3:00 PM Today $19.40
That folks is how you lose a boatload of money shorting... they are almost outperforming American Express (AXP) on AXP's beat.

I was forced to cut back some as the pain is too great; an inglorious defeat - the 100 day moving average is just over $20 and since valuation means nothing (remember they are estimated to make $0.09 not this year, but in 2010) why not $30?
I've now lost 5% on the entire portfolio since 3PM yesterday - thats a rare skill set indeed. 5 more hours like this and I can be down for the year.
Short Capital One Financial in fund; no personal position








20 comments:
Sweet jesus, Commercial REIT shorts are a disaster.
Got killed in SRS twice..:(
I got killed also, wiped out my 5% gain on the year yesterday......this makes no sense.....
on SRS that is....
Each day I think, today will be the day I should expunge shorts and just go long
Then I think if I do that it will mark the top
So I don't
Then by 4 pm I wish I had ;)
It is amazing how literally 1 day can ruin your year.
Mark,
What is your take on Gld? look like reversing..

■ **EXERCISE INSTRUCTIONS**
Write out everything in the post from "I've now lost" down to "are a disaster.", swapping "portfolio" for "account". The lines that come next have nothing to do with the post.

■ **INFORMATION SUPPLIED**
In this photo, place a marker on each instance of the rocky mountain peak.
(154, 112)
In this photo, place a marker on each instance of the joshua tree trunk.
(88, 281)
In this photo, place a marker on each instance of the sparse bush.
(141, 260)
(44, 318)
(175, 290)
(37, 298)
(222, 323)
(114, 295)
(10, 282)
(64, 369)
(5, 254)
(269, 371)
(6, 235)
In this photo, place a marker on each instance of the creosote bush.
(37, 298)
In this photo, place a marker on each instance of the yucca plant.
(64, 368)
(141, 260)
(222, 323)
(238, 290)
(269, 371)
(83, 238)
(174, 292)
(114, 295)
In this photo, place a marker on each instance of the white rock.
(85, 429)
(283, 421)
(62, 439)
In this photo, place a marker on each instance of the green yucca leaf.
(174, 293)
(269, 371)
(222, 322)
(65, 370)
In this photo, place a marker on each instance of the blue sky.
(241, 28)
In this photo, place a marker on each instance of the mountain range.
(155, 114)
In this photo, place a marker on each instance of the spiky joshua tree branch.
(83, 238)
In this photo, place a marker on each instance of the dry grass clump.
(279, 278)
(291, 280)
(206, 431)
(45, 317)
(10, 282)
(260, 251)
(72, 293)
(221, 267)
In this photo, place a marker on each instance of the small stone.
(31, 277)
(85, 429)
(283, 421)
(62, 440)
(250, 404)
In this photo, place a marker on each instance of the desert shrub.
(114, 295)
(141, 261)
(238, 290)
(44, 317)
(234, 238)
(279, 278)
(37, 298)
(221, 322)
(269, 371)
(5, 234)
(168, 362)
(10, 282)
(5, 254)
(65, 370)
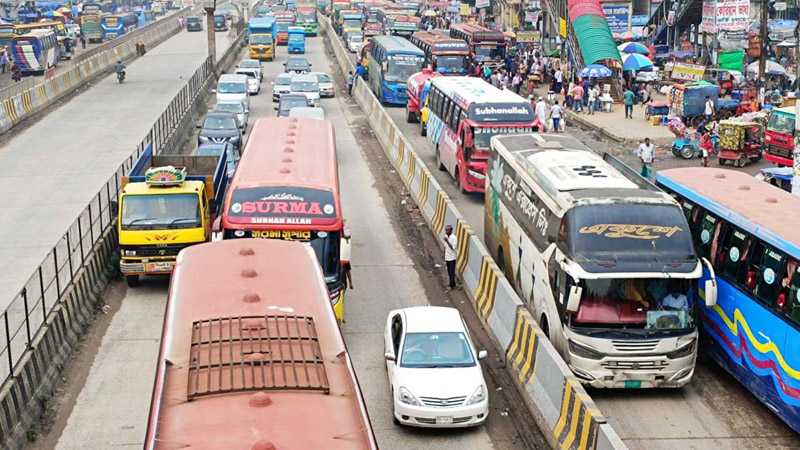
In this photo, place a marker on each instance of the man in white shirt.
(450, 247)
(646, 153)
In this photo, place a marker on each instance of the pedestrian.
(628, 97)
(450, 246)
(594, 93)
(577, 95)
(646, 152)
(350, 83)
(555, 114)
(709, 109)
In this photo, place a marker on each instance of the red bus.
(486, 46)
(252, 357)
(463, 115)
(445, 55)
(286, 186)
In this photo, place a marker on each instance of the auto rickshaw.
(740, 142)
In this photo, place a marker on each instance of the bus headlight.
(682, 352)
(584, 352)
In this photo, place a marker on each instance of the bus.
(35, 51)
(602, 259)
(307, 18)
(445, 55)
(251, 355)
(463, 115)
(486, 46)
(286, 186)
(751, 233)
(91, 27)
(115, 25)
(391, 61)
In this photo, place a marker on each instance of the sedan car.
(219, 127)
(297, 64)
(232, 155)
(238, 108)
(433, 368)
(325, 84)
(253, 83)
(252, 64)
(281, 85)
(289, 101)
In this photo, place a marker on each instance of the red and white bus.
(448, 56)
(286, 186)
(252, 357)
(486, 46)
(463, 115)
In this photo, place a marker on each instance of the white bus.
(604, 260)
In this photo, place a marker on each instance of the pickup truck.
(166, 204)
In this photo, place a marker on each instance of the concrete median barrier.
(563, 410)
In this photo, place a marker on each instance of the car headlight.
(682, 352)
(584, 352)
(478, 396)
(407, 397)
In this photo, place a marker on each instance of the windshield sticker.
(631, 231)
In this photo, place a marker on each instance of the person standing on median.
(450, 246)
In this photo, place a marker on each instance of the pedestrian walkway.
(53, 168)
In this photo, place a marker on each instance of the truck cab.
(166, 204)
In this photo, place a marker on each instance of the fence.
(44, 289)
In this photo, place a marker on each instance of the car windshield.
(782, 124)
(235, 108)
(402, 66)
(304, 86)
(152, 212)
(436, 350)
(231, 87)
(260, 39)
(636, 303)
(219, 123)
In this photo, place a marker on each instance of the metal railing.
(46, 287)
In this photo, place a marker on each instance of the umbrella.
(633, 47)
(771, 67)
(595, 71)
(635, 61)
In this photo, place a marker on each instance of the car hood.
(441, 382)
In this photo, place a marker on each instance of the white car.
(252, 64)
(325, 84)
(281, 85)
(307, 85)
(433, 368)
(253, 82)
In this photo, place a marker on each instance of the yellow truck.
(166, 204)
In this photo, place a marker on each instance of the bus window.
(769, 280)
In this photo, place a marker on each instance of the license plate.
(444, 420)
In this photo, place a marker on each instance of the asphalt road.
(108, 407)
(713, 412)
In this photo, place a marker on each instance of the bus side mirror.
(574, 300)
(710, 287)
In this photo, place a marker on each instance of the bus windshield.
(495, 52)
(655, 304)
(150, 212)
(402, 66)
(782, 124)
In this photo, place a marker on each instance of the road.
(712, 412)
(106, 401)
(62, 160)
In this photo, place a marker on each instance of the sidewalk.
(53, 168)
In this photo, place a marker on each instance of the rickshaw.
(740, 142)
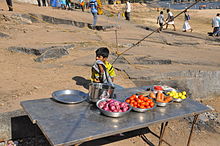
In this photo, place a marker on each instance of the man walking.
(216, 25)
(170, 19)
(127, 10)
(160, 20)
(93, 5)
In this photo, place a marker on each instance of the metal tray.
(69, 96)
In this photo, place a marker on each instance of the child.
(102, 70)
(170, 19)
(160, 20)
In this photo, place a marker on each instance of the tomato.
(142, 107)
(152, 104)
(141, 97)
(132, 97)
(127, 100)
(145, 98)
(146, 103)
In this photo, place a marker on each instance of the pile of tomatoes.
(140, 101)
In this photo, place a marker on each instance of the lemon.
(175, 96)
(183, 97)
(180, 94)
(184, 92)
(173, 91)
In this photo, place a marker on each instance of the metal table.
(64, 124)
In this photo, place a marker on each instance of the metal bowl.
(178, 99)
(144, 110)
(140, 109)
(112, 114)
(162, 104)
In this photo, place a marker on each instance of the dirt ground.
(24, 79)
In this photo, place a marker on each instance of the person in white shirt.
(170, 19)
(160, 20)
(216, 24)
(186, 25)
(127, 10)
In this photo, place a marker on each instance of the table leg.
(162, 131)
(190, 135)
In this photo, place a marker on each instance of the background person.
(160, 20)
(93, 5)
(170, 19)
(102, 70)
(186, 25)
(9, 3)
(127, 10)
(216, 24)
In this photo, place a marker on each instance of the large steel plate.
(69, 96)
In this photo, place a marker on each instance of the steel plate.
(69, 96)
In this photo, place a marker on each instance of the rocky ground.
(24, 78)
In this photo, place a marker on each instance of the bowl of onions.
(113, 108)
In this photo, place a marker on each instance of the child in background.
(102, 70)
(160, 20)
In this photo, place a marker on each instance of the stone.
(2, 35)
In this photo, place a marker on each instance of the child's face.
(101, 58)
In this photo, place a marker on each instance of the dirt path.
(24, 79)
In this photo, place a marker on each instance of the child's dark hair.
(103, 51)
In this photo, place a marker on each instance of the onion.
(112, 108)
(106, 108)
(123, 104)
(115, 110)
(101, 104)
(124, 109)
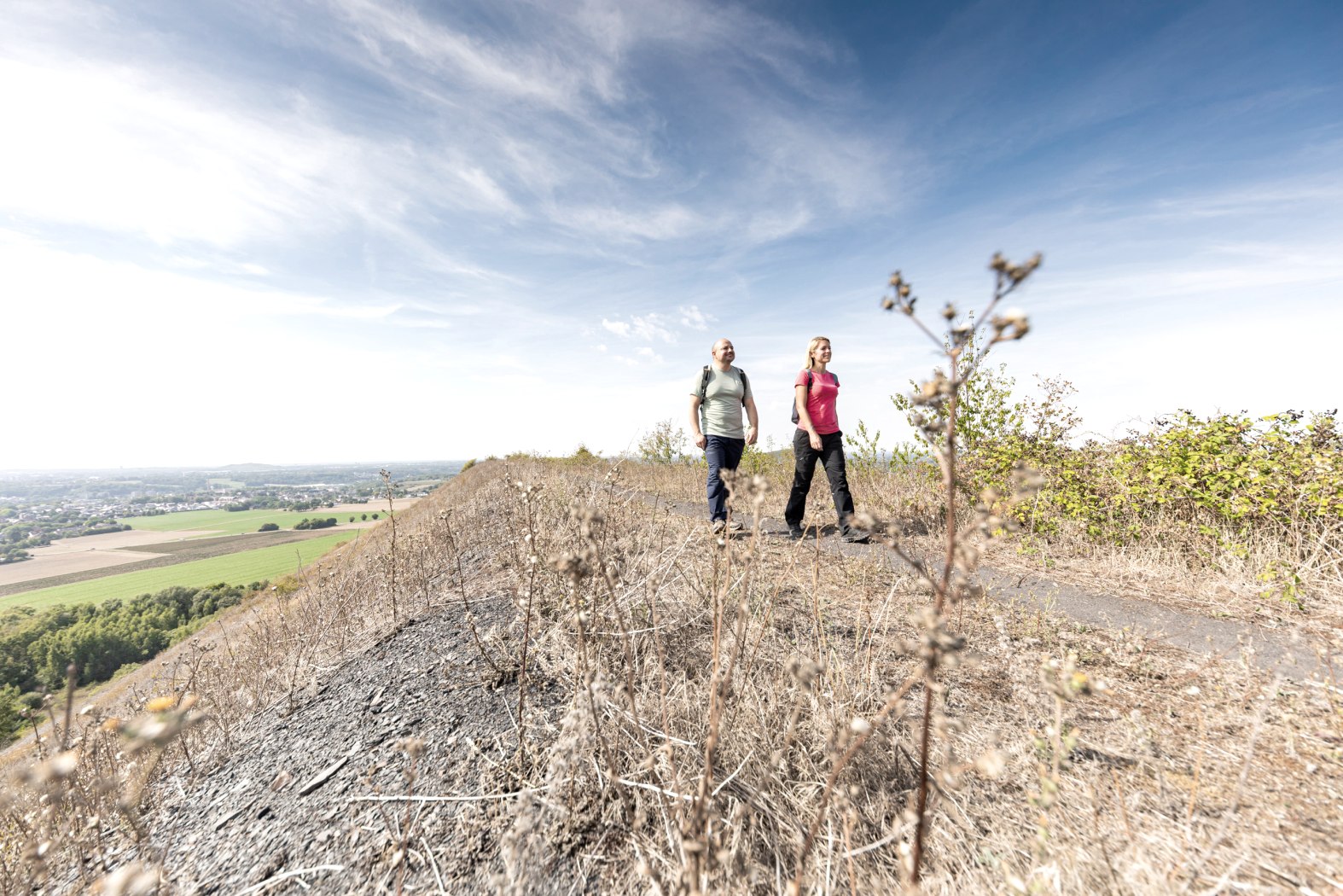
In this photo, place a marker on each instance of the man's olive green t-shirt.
(720, 411)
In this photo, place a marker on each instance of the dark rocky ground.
(289, 813)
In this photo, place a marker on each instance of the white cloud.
(693, 317)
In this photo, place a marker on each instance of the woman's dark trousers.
(806, 457)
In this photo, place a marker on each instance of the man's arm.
(695, 422)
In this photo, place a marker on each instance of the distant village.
(41, 507)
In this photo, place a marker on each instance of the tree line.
(38, 645)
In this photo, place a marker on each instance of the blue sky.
(369, 230)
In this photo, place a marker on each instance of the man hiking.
(718, 395)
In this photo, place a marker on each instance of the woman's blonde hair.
(811, 350)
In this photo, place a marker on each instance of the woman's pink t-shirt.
(821, 400)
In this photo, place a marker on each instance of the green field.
(233, 568)
(226, 523)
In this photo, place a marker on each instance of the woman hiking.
(818, 437)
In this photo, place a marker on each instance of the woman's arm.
(804, 418)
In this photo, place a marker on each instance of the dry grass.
(712, 689)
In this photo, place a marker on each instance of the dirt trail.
(1279, 649)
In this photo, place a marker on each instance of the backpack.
(704, 387)
(809, 394)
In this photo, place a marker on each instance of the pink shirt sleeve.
(821, 400)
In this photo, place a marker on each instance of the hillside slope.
(677, 729)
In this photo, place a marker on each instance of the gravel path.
(1268, 648)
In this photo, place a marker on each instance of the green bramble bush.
(1210, 486)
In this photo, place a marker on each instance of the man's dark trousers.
(723, 454)
(830, 456)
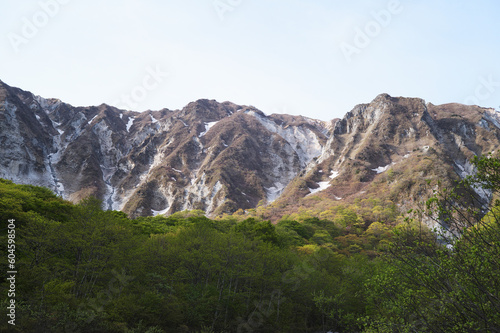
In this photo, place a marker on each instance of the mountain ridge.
(222, 157)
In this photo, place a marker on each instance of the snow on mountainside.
(220, 157)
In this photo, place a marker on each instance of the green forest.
(365, 268)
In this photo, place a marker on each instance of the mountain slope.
(218, 157)
(221, 157)
(389, 149)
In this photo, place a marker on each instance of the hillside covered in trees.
(359, 267)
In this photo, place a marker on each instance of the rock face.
(217, 157)
(389, 148)
(220, 157)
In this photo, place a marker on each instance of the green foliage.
(346, 268)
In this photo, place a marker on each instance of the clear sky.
(318, 58)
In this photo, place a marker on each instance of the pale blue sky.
(282, 56)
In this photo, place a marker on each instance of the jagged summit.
(221, 157)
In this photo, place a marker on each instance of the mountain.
(218, 157)
(221, 157)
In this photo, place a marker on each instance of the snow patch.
(492, 116)
(322, 186)
(208, 126)
(91, 120)
(275, 191)
(160, 212)
(382, 169)
(304, 141)
(129, 123)
(334, 174)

■ **SOLUTION TO THE PROBLEM**
I've now lost 5% on the entire account since 3PM yesterday - thats a rare skill set indeed. 5 more hours like this and I can be down for the year.
Short Capital One Financial in fund; no personal position








20 comments:
Sweet jesus, Commercial REIT shorts are a disaster.